- **KUTIPAN PILIHAN**:
------------------------------------------------------------------------
Minggu, 25 September 2011

Ketentuan Shalat Jama’-Qoshor

Jama’ (menggabungkan Dhuhur dengan Ashar atau Maghrib dan Isya’, dikerjakan dalam waktu salah satunya) dan Qoshor (meringkas Zhuhur, Ashar, dan Isya jadi dua rakaat; Maghrib tetap tiga rakaat). Shalat Jama’ mensyaratkan: uzur seperti sakit dan hujan lebat, ada keperluan mendesak, dan musafir (menempuh perjalanan jauh, keluar kota, atau meninggalkan kampung halaman). Soal jarak tidak ada ketetapan dari Rasul, namun para ulama menyebutkan jarak lebih dari 15 Km, 25, Km, 81 km, 88 Km, dan antara 80-90 Km, juga tiga mil. Tinggal di luar kampung halaman untuk sementara, boleh Jama’.
Rasulullah Saw pernah mengakhirkan sholat waktu Perang Tabuk –shalat Zhuhur dan Ashar secara jama’, juga Maghrib dan Isya (HR. Imam Malik dan Tirmidzi). Rasulullah Saw mengerjakan sholat dua rakaat (qoshor) jika sudah berjalan sejauh tiga mil atau tiga farsakh.” (HR. Ahmad, Muslim, Abu Daud, dan Baihqi). Tiga farskah = sekitar 25,92 Km.
“Rasulullah Saw pernah menjama’ antara Zhuhur dan Ashar jika berada dalam perjalanan, juga menjama’ Maghrib dan Isya.” (HR Bukhari). “Nabi Saw pernah menjama’ shalat Maghrib dan Isya suatu malam yang diguyur hujan lebat.” (HR. Bukhari). “Rasulullah Saw jika keluar menempuh jarak 3 mil atau 3 farsakh beliau shalat dua rakaat.” (HR Muslim).
Perjalanan 16 farsakh (81 km) menurut ulama madzhab Maliki, Syafi’i, dan Hambali dibolehkan memilih antara mengerjakan shalat qoshor atau jama’. Rasulullah Saw pernah melakukan gabungan jama’ dan qashar sekaligus. Pendapat ini juga merupakan fatwa para ulama, termasuk Syaikh Abdul Aziz bin Baz.
“Dan apabila kamu bepergian di muka bumi, maka tidaklah mengapa kamu mengqashar shalatmu…” (QS. An-Nisaa’:101).
’(Qashar itu) adalah sedekah dari Allah kepadamu, maka terimalah sedekah Allah tersebut.’” (HR. Muslim dan Abu Dawud).
------------------------------------------------------------------------
- **DAFTAR TUGAS**:
(A) Menurut teks tentang shalat jama’-qoshor, berapa rakaat shalat Maghrib jika diqoshor?
(B) Apakah tiap pernyataan berikut sesuai dengan teks tentang shalat jama’-qoshor? Jawab ya atau tidak, lalu kutip kata-kata teks yang menentukan. (i) Rasul menetapkan jarak tertentu untuk shalat jama’. (ii) Tiga farsakh kira-kira sama dengan 25,92 km. (iii) Menurut ulama madzhab Maliki, Syafi’i, dan Hambali, dalam perjalanan 16 farsakh orang boleh memilih antara qoshor atau jama’.
(C) Tuliskan kembali bagian teks tentang shalat jama’-qoshor tanpa perubahan, dari "Minggu, 25 September" sampai "sementara, boleh Jama’.", kedua bagian itu ikut ditulis.
------------------------------------------------------------------------
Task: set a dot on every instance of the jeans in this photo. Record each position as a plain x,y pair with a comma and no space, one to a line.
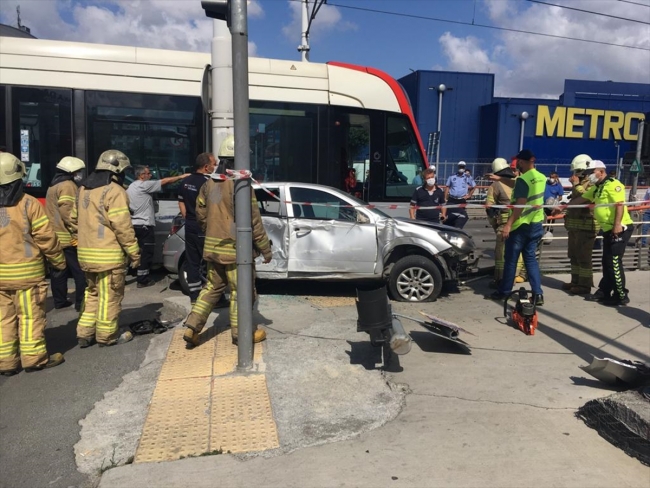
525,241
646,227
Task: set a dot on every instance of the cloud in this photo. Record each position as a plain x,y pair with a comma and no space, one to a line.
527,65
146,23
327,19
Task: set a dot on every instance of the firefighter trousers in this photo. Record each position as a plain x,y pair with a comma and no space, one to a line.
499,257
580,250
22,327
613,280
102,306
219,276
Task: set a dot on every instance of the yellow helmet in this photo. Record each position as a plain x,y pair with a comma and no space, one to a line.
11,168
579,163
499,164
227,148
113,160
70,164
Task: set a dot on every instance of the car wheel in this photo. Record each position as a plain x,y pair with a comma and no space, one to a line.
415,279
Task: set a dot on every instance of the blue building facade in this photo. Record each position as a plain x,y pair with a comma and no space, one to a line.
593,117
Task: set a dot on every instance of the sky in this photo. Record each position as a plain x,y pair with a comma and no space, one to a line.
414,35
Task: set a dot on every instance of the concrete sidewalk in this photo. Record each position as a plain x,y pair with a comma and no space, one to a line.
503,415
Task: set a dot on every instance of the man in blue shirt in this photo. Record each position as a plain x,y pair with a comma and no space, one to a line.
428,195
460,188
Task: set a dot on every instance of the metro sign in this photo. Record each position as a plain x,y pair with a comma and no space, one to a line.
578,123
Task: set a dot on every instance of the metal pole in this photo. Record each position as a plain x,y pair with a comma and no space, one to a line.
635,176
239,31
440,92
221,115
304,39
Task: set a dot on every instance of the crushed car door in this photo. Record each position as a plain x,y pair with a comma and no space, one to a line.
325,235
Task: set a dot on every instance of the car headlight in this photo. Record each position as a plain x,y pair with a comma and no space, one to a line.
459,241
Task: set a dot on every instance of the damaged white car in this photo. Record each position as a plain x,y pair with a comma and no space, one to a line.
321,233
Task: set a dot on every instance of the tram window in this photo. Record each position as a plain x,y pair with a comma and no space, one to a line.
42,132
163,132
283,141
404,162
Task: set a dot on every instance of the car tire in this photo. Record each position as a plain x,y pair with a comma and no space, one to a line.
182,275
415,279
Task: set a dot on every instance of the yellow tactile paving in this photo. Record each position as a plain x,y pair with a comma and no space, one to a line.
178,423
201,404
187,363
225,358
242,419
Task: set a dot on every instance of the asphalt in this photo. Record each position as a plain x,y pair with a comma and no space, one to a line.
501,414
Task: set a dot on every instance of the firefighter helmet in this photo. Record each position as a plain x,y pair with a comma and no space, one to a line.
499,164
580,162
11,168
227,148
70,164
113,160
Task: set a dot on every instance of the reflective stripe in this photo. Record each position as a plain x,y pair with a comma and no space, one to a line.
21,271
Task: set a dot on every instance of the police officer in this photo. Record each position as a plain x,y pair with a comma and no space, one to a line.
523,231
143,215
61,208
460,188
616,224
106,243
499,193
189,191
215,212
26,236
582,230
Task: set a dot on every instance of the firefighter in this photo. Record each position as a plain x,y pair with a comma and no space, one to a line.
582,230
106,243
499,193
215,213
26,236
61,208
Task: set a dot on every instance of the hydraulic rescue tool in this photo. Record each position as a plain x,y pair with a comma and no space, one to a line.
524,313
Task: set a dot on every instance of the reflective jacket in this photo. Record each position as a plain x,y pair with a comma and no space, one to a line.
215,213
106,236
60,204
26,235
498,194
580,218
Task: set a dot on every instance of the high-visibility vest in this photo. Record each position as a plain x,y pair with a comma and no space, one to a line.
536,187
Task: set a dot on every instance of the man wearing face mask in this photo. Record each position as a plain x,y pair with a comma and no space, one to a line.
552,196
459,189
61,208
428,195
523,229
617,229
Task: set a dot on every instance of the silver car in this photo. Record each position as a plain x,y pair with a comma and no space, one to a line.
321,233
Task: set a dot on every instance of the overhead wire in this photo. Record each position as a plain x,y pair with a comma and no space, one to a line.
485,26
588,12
------------------------------------------------------------------------
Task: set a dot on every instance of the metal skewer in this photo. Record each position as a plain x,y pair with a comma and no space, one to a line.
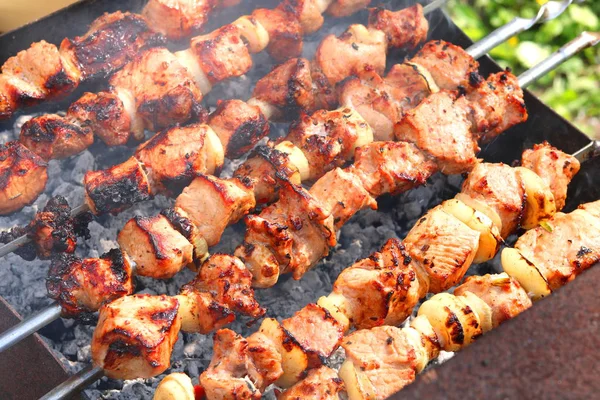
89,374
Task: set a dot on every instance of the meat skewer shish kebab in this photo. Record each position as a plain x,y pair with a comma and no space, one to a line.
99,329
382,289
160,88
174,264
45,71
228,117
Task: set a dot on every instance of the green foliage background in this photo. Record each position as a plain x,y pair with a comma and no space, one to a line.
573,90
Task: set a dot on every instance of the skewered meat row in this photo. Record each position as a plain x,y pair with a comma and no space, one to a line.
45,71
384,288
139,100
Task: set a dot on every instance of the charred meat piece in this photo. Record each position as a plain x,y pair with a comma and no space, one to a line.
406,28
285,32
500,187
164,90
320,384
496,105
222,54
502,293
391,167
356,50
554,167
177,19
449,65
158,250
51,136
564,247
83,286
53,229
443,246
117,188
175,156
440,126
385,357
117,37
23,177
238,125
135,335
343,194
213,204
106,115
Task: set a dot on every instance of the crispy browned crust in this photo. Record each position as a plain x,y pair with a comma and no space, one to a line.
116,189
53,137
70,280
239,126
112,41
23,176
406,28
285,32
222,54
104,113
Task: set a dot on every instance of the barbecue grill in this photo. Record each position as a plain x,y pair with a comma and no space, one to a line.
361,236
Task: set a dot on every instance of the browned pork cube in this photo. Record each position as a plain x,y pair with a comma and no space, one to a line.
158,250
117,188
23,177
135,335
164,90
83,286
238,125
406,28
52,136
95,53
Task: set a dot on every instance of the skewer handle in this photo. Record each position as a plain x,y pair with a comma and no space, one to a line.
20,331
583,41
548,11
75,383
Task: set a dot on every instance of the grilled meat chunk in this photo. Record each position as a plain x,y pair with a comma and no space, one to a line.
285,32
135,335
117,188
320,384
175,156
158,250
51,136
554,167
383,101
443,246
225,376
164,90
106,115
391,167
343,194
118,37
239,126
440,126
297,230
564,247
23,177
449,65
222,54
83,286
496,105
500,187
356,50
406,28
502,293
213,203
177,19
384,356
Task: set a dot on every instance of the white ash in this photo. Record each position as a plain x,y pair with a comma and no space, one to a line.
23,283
------------------------------------------------------------------------
- **JAWABAN TUGAS**:
(A) Tetap tiga rakaat.

(B)
(i) Tidak: "Soal jarak tidak ada ketetapan dari Rasul"
(ii) Ya: "Tiga farskah = sekitar 25,92 Km."
(iii) Ya: "Perjalanan 16 farsakh (81 km) menurut ulama madzhab Maliki, Syafi’i, dan Hambali dibolehkan memilih antara mengerjakan shalat qoshor atau jama’."

(C)
Minggu, 25 September 2011

Ketentuan Shalat Jama’-Qoshor

Jama’ (menggabungkan Dhuhur dengan Ashar atau Maghrib dan Isya’, dikerjakan dalam waktu salah satunya) dan Qoshor (meringkas Zhuhur, Ashar, dan Isya jadi dua rakaat; Maghrib tetap tiga rakaat). Shalat Jama’ mensyaratkan: uzur seperti sakit dan hujan lebat, ada keperluan mendesak, dan musafir (menempuh perjalanan jauh, keluar kota, atau meninggalkan kampung halaman). Soal jarak tidak ada ketetapan dari Rasul, namun para ulama menyebutkan jarak lebih dari 15 Km, 25, Km, 81 km, 88 Km, dan antara 80-90 Km, juga tiga mil. Tinggal di luar kampung halaman untuk sementara, boleh Jama’.